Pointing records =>
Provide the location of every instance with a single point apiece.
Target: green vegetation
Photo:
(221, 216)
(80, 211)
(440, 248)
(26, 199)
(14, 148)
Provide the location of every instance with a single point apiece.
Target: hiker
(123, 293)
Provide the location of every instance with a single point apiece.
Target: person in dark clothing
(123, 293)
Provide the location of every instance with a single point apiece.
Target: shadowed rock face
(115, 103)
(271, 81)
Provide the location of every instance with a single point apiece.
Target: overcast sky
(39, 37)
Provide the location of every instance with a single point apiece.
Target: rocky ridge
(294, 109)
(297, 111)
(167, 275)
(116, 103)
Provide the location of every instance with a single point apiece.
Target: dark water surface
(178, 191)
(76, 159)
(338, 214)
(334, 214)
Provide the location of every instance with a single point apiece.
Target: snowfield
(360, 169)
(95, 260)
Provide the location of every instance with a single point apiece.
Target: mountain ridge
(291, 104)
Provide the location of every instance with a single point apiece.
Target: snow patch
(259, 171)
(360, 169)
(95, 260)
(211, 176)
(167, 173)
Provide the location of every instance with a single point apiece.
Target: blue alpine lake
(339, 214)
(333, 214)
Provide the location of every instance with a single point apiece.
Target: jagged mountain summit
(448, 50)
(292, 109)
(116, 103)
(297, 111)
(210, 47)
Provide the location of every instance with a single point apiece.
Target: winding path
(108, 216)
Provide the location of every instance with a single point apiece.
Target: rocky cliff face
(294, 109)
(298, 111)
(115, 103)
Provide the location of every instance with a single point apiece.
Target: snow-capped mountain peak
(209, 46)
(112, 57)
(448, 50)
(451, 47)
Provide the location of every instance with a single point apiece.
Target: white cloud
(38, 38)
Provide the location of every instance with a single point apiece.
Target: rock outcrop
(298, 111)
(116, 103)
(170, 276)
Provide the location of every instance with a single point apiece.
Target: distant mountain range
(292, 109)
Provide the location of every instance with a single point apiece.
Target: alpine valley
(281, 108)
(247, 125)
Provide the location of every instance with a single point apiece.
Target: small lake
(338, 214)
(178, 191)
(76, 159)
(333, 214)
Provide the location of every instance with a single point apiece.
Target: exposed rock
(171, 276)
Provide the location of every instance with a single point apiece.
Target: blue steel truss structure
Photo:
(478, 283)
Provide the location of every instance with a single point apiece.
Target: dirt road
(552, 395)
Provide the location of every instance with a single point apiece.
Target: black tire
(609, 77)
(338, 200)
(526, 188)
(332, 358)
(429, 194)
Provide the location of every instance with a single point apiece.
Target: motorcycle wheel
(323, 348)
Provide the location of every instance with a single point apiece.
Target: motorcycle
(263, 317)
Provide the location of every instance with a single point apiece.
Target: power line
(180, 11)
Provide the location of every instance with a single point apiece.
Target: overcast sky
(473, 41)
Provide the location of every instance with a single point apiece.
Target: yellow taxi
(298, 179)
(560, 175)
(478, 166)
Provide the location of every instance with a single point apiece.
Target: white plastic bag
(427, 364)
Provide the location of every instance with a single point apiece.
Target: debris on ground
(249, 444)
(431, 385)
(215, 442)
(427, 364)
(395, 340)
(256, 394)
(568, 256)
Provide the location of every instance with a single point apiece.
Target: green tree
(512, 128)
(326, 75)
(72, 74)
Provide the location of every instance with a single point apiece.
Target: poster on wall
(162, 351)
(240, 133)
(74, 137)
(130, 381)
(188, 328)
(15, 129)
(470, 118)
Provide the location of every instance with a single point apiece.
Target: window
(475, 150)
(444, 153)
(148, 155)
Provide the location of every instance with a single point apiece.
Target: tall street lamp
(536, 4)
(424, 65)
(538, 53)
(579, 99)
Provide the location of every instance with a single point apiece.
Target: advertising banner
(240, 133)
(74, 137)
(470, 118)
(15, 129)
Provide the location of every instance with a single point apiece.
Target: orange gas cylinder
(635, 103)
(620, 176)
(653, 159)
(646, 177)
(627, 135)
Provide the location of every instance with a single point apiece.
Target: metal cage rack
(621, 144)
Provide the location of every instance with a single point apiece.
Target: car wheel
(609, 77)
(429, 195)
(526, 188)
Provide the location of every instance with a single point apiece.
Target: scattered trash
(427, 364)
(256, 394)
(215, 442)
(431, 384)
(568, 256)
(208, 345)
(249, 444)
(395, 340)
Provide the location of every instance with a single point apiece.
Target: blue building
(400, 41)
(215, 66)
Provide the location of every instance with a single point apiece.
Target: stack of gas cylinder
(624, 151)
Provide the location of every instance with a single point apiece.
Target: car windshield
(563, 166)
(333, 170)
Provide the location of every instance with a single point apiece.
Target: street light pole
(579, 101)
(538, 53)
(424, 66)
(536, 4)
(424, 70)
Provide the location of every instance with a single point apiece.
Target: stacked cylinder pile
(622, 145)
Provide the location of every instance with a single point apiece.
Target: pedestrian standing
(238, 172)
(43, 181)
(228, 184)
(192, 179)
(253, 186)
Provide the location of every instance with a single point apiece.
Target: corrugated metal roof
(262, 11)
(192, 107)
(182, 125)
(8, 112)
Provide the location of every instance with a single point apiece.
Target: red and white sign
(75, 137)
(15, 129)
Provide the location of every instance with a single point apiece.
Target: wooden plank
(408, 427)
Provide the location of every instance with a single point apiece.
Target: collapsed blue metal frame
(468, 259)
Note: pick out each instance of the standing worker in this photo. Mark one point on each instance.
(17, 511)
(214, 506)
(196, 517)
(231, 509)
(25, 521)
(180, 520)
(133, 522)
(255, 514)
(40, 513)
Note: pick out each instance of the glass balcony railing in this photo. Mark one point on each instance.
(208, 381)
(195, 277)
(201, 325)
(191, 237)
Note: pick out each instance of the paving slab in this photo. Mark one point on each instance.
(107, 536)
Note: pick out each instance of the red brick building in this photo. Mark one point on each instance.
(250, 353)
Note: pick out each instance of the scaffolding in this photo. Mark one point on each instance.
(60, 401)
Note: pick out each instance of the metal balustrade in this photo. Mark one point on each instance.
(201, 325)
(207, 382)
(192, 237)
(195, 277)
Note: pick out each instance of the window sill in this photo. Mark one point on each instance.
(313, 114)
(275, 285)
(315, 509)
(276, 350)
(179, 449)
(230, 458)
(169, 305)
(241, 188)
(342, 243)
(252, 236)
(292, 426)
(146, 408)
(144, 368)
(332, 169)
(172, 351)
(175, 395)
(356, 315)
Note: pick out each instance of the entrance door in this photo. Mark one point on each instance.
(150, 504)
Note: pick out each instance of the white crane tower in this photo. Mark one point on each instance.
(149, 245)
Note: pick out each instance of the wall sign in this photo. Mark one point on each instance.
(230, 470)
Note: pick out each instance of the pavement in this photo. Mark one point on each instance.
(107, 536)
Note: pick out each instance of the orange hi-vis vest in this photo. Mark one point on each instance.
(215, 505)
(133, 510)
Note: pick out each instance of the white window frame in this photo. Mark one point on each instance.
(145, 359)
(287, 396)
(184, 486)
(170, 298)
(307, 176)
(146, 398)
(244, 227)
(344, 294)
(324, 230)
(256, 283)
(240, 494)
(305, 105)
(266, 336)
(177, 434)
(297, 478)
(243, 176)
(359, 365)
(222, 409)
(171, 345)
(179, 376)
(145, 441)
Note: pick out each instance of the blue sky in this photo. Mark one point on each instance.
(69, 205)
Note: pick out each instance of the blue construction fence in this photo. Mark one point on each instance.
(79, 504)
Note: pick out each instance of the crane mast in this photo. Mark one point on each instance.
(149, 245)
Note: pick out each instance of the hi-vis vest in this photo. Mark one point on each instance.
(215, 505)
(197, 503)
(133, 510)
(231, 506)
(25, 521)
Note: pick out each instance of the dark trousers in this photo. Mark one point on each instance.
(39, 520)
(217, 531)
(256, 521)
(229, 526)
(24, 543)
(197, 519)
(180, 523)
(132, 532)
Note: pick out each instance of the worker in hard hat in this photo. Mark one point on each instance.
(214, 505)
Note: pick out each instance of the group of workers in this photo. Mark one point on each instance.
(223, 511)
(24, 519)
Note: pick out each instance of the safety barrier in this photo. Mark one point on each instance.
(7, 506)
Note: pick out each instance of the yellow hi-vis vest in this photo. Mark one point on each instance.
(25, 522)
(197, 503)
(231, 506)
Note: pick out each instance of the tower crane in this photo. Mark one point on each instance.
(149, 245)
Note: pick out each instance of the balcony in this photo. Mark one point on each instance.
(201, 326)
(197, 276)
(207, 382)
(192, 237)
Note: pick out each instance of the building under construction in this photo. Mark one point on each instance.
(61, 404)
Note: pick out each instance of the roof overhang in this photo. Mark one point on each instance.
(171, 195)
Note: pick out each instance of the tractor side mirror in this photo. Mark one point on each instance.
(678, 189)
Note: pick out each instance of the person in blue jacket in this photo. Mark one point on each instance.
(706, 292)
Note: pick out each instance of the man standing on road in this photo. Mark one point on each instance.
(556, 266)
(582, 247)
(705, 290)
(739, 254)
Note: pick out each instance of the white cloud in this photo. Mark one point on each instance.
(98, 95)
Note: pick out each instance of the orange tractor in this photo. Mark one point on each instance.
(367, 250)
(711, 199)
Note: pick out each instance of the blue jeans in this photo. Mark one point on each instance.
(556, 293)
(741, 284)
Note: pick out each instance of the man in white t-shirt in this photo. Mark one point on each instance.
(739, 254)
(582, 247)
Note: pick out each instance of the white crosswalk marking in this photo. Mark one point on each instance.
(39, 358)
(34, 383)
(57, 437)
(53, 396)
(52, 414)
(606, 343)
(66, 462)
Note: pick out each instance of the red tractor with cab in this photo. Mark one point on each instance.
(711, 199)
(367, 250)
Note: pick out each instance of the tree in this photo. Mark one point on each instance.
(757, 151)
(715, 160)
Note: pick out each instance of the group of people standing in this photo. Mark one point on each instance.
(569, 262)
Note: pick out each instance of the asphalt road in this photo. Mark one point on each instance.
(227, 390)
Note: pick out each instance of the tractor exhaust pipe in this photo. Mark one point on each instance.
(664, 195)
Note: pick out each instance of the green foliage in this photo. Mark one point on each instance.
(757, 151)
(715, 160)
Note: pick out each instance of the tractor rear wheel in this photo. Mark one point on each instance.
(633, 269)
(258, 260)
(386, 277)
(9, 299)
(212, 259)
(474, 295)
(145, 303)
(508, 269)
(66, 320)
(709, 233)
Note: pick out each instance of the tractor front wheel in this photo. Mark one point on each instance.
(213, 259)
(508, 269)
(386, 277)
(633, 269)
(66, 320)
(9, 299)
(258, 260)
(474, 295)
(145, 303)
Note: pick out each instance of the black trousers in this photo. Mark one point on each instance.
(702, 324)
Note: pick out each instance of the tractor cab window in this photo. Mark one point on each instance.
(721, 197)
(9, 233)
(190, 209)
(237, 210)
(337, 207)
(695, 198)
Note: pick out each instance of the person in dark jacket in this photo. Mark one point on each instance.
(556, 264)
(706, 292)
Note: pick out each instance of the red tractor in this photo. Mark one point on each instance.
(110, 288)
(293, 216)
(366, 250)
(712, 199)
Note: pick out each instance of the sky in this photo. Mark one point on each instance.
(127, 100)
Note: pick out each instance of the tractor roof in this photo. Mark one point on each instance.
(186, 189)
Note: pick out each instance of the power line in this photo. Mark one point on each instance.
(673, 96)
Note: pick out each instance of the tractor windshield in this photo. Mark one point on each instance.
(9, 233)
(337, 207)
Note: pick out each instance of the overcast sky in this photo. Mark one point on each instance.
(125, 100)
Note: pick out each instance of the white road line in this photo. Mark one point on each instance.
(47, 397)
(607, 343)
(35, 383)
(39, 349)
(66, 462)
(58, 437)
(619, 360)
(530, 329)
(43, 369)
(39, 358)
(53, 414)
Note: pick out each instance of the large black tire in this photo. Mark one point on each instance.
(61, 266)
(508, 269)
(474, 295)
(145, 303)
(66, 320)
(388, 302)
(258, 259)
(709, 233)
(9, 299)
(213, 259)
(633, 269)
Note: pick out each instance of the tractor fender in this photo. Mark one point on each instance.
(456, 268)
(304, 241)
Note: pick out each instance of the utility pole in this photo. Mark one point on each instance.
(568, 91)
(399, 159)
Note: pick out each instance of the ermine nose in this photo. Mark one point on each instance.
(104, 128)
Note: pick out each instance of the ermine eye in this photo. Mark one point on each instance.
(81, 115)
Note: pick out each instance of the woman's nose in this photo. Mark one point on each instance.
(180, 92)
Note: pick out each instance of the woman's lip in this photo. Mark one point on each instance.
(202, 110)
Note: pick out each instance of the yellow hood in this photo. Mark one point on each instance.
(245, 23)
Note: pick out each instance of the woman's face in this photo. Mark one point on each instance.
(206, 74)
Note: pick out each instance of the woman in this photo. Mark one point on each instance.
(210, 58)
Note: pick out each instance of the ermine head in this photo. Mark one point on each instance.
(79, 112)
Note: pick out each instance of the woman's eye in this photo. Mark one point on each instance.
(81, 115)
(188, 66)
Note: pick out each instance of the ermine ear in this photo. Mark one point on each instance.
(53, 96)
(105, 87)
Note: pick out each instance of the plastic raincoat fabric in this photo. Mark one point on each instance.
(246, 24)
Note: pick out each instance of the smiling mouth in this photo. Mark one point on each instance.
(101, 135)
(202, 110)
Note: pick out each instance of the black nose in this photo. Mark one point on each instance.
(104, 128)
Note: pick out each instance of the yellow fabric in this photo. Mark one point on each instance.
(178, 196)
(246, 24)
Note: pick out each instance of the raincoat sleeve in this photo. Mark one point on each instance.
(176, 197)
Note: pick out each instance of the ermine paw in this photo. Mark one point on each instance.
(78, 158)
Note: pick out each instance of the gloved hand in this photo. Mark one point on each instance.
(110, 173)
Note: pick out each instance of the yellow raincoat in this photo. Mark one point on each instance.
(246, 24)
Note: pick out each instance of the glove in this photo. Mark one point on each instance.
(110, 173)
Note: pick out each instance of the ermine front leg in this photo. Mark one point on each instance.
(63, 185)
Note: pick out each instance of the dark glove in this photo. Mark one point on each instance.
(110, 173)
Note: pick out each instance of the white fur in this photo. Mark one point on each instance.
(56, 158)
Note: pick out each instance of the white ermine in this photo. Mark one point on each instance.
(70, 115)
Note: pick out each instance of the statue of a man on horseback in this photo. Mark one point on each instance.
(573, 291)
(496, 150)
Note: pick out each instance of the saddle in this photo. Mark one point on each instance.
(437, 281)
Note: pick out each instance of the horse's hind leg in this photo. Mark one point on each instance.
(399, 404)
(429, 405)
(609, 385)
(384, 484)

Stated goal =>
Reproduce only those lines of the entries above that run from the line with "Note: pick out each instance of the smiling" to the final line.

Reply to the task =>
Note: pick out each instance of the smiling mouth in this photo. Mark one point on each instance.
(101, 135)
(202, 110)
Note: pick out each instance of the black nose in this photo. Mark one point on each instance.
(104, 128)
Note: pick out each instance of the yellow fabric in this photo. Mark one point on each instance.
(178, 196)
(246, 24)
Note: pick out each instance of the raincoat sleeve in this photo. Mark one point on each instance.
(176, 197)
Note: pick out each instance of the ermine paw in this photo. Mark one point on each instance.
(78, 158)
Note: pick out each instance of the gloved hand in this photo. Mark one point on each instance.
(110, 173)
Note: pick out each instance of the yellow raincoat in this photo. Mark one point on each instance.
(246, 24)
Note: pick out each instance of the glove in this photo. Mark one point on each instance.
(110, 173)
Note: pick out each instance of the ermine front leg in this photo. Mark one point on each instance.
(63, 185)
Note: pick out each instance of the dark glove in this photo. Mark one point on each instance.
(110, 173)
Note: pick out each instance of the white fur in this photo. Mark one point on each instance.
(56, 158)
Note: pick out each instance of the white ermine in this photo. Mark one point on each instance.
(70, 115)
Note: pick out each instance of the statue of a man on horseback in this photo. Mark one point on each instance.
(573, 291)
(496, 150)
Note: pick out each instance of the saddle in this photo. Mark one point on each instance.
(437, 281)
Note: pick out each instance of the horse's hind leg in this photo. Mark one point on each instance.
(399, 404)
(429, 405)
(609, 385)
(384, 484)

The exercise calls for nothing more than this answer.